**What the exercise asks:** Please edit the lines below so that every "one per line" becomes "one pair per line", keeping everything else the same. Leave the pictures out of your answer.
# Start of Records supplied
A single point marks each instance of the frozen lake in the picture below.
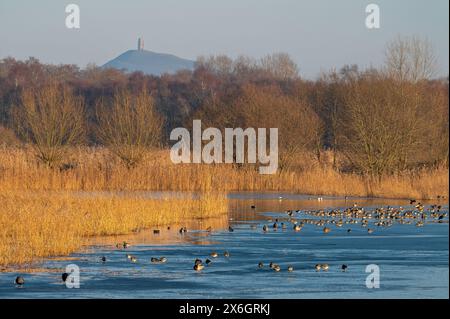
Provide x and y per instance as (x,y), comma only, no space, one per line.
(413,261)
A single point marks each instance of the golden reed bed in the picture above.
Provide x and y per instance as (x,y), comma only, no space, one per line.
(96,169)
(44,212)
(41,224)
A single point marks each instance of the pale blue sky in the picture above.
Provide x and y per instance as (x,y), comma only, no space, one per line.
(318,34)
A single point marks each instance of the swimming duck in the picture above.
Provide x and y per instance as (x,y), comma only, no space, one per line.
(20,281)
(275,267)
(162,259)
(197,261)
(198,267)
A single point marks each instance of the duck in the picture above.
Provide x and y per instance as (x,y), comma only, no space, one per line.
(197,261)
(20,281)
(198,267)
(275,267)
(160,260)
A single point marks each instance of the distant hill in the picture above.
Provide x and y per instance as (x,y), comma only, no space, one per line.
(149,62)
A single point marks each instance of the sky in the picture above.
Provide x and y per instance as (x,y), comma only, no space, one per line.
(319,35)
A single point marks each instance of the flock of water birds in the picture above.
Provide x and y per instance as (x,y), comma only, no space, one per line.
(416,214)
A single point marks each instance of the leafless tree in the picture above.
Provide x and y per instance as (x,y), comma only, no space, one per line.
(410,59)
(51,119)
(129,125)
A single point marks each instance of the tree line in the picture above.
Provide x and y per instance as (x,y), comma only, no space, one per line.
(382,120)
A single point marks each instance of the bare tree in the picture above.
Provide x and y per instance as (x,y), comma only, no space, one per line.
(129,125)
(410,59)
(51,118)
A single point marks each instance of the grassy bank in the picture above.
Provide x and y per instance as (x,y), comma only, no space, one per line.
(41,224)
(96,169)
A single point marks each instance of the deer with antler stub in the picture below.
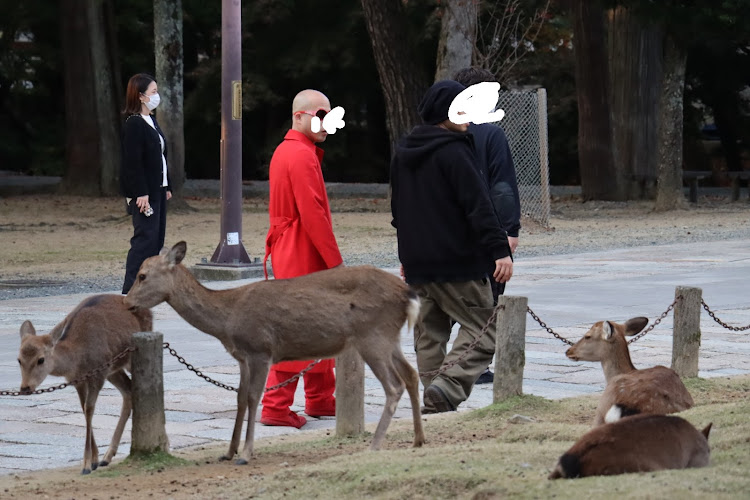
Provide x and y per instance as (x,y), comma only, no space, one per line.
(313,316)
(629,391)
(97,331)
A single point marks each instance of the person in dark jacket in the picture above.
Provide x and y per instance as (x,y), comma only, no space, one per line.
(144,177)
(446,227)
(495,166)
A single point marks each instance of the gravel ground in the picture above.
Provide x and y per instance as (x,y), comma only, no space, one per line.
(66,245)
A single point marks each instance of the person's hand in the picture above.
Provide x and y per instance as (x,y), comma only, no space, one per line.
(142,203)
(503,270)
(513,243)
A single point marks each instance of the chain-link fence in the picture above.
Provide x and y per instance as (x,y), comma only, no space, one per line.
(525,124)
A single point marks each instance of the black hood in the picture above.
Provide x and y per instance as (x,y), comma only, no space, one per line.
(424,140)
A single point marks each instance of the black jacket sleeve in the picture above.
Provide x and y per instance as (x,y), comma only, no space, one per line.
(503,184)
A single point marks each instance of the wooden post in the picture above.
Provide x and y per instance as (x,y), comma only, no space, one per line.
(350,393)
(149,433)
(686,337)
(510,347)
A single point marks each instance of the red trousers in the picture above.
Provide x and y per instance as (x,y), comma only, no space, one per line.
(320,385)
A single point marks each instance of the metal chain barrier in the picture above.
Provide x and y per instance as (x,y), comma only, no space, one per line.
(75,382)
(450,364)
(657,321)
(728,327)
(229,387)
(549,330)
(644,332)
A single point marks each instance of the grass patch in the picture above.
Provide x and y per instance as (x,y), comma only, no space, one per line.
(483,454)
(135,464)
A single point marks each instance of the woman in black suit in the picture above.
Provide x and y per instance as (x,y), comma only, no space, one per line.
(144,177)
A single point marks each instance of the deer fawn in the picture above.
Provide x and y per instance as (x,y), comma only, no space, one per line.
(97,330)
(312,316)
(628,391)
(640,443)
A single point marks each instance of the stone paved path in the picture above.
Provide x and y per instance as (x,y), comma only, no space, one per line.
(568,292)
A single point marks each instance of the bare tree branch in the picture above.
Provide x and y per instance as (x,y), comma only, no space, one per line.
(507,36)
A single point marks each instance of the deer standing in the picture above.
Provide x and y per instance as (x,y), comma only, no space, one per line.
(93,334)
(309,317)
(628,391)
(640,443)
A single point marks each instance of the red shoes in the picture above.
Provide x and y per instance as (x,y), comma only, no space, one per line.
(290,420)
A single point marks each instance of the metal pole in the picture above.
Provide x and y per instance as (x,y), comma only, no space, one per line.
(230,250)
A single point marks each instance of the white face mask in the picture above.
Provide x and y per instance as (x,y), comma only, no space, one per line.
(154,101)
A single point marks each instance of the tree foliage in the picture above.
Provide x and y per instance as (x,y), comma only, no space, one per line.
(289,45)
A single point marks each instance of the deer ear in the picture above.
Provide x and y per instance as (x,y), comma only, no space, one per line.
(635,325)
(27,329)
(177,253)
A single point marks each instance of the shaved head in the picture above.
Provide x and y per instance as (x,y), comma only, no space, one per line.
(310,100)
(304,107)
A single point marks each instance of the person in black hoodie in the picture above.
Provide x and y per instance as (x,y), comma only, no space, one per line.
(495,167)
(144,178)
(446,227)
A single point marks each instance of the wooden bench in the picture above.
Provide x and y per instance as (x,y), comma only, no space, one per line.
(692,177)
# End of Records supplied
**Complete response:**
A single point marks each instance of the frozen lake in the picture below.
Provide x and y per instance as (x,y), comma only, no space, one pair per line.
(413,261)
A single point marks each instance of the golden reed bed in the picture above.
Provide x and y per instance as (x,y), comma only, no space, one pair per line.
(96,169)
(44,212)
(41,224)
A single point marks each instance of the pale blue sky in the picture above.
Provide x and y per instance as (x,y), comma only, no space, one pair per line.
(318,34)
A single point marks each instance of the swimming duck in the picture above.
Provide x and y per instance as (x,y), comma only, no space, one pair per line.
(20,281)
(275,267)
(162,259)
(197,261)
(198,267)
A single point marks each instance of the duck in the picture above.
Provide x and y per instance as (x,y), comma only, no space, one pair per line.
(197,261)
(20,281)
(198,267)
(275,267)
(160,260)
A single point marks each instance of the distant hill in the picture above.
Provide x and y per instance as (x,y), comma only, no space, one pair per line.
(149,62)
A single point marks each instance of the sky in the picture above.
Provide x and y per instance as (x,y), comma only, no space, one pair per line.
(319,35)
A single point marks each instance of the flock of water birds in the picture above.
Provide x and y per instance as (x,y), comma only, no space, one pair per line.
(416,214)
A single point marks each instance of the leafless tree in the picture above.
Provide x and y per instance as (x,y), comma only, no space, one pair per line.
(410,59)
(51,119)
(129,125)
A single point marks each instance of the tree line in the picture above.
Provide x and y per instance as (x,y), comma only, no space, one pair per line.
(382,120)
A single point marks each instance of the bare tree in the picture above.
Provide x and y per instance as (x,y), comma only, no space, one pair per line.
(129,125)
(410,59)
(51,118)
A single point marks each instance of the grassy bank in the picture above.
Provide x and y per instance as (x,y), comma only, no space, one pair per line.
(41,224)
(96,169)
A single point marks each instance of the deer with antler stub in the picture below.
Provide x and y per instance as (x,y), comma only, no space, one pair per line.
(313,316)
(629,391)
(97,331)
A single point marks each instance of the person in dark jacket in the picture above.
Provide x and y per instance as (x,y), comma only, no space, one pair per line.
(144,177)
(446,227)
(495,166)
A single point marks each instance of the gravel ground in the picture above.
Provide x and y per instance as (x,y), comma only, no space, one pair per line.
(66,245)
A single point marks each instance of the person's hand in the picture above.
Provide x and y per instance as (x,y), comma only, no space, one pair per line.
(142,203)
(503,270)
(513,243)
A single point marks each instance of the chain-link fence in the picture above.
Provide x and y per instance as (x,y), comma only, no space, one pair per line.
(525,124)
A single point marks each instance of the black hood in the picture above.
Provide x and y per instance as (x,y), comma only, no space, one pair per line.
(424,140)
A single point marks each instance of the black jacket sleeve in the picture above.
Provide x and y per instance as (x,y), comma only, no space, one pair per line.
(503,184)
A single point marks each instance of the wooden post in the picture above.
Provide x and y per instance as (x,y), comma only, no space, one pair per line.
(350,393)
(149,433)
(686,337)
(510,347)
A single point marks each instance of the red trousers in the picture above.
Provide x and y per instance as (x,y), comma only, no space, one pair per line.
(320,385)
A single point marks each instance of the metal chain barrier in the picture above.
Provide x and y per instance as (x,y), comma only, no space, one pair per line.
(75,382)
(450,364)
(657,321)
(728,327)
(229,387)
(549,330)
(644,332)
A single point marks each instance of the grass patch in the picture above.
Provide x and y per instance as (x,y), comma only, no space, one pair per line.
(483,454)
(135,464)
A single point marks each instance of the woman in black suit in the picture above.
Provide x and y per instance as (x,y), comma only, no space, one pair per line.
(144,177)
A single point marks each instance of the deer fawn in the picture above.
Provide x and y per instance as (x,y), comma only, no space, one pair per line.
(97,330)
(312,316)
(628,391)
(640,443)
A single point marks each instance of the stone paved path in the picture above.
Provide x and y per instance as (x,y), comma only, no space, one pair per line.
(568,292)
A single point marks each instance of the bare tree branch in the picture above.
Provide x and y per instance as (x,y), comma only, no space, one pair per line.
(507,36)
A single point marks each instance of the deer standing in the picture above.
Provide x and y per instance as (x,y), comma only, no space, one pair per line.
(93,334)
(309,317)
(628,391)
(640,443)
A single point marks each instance of the red shoes in the picture above.
Provide x and y per instance as (x,y), comma only, no space, one pair per line.
(290,420)
A single point marks each instance of the metal pole in the picture above.
Provide x and y per instance as (x,y), comma only, no space, one pair per line.
(230,250)
A single point marks each instance of the white face mask in the picture above.
Provide x and y per instance as (x,y), comma only, no space, one pair per line.
(154,101)
A single point marks each instance of the tree foliage in the picture above.
Provide x and y per instance as (x,y), comma only, no space, one pair per line.
(289,45)
A single point marks each instance of the deer ear in the picture above.
Provide x and y per instance as (x,y), comma only, no space, one pair per line.
(635,325)
(27,329)
(177,253)
A single point marks each instance of the shaved head in the picture above.
Provide x and y per instance as (x,y), comma only, no space, one pair per line.
(310,100)
(304,107)
A single point marks each instance of the person in black hoodie in the picture above.
Provide x and y per instance as (x,y), comma only, no space, one pair per line.
(495,167)
(144,178)
(446,227)
A single point marks each instance of the wooden bench in the picture above.
Provide x and y per instance as (x,y), comma only, no space, one pair per line.
(692,177)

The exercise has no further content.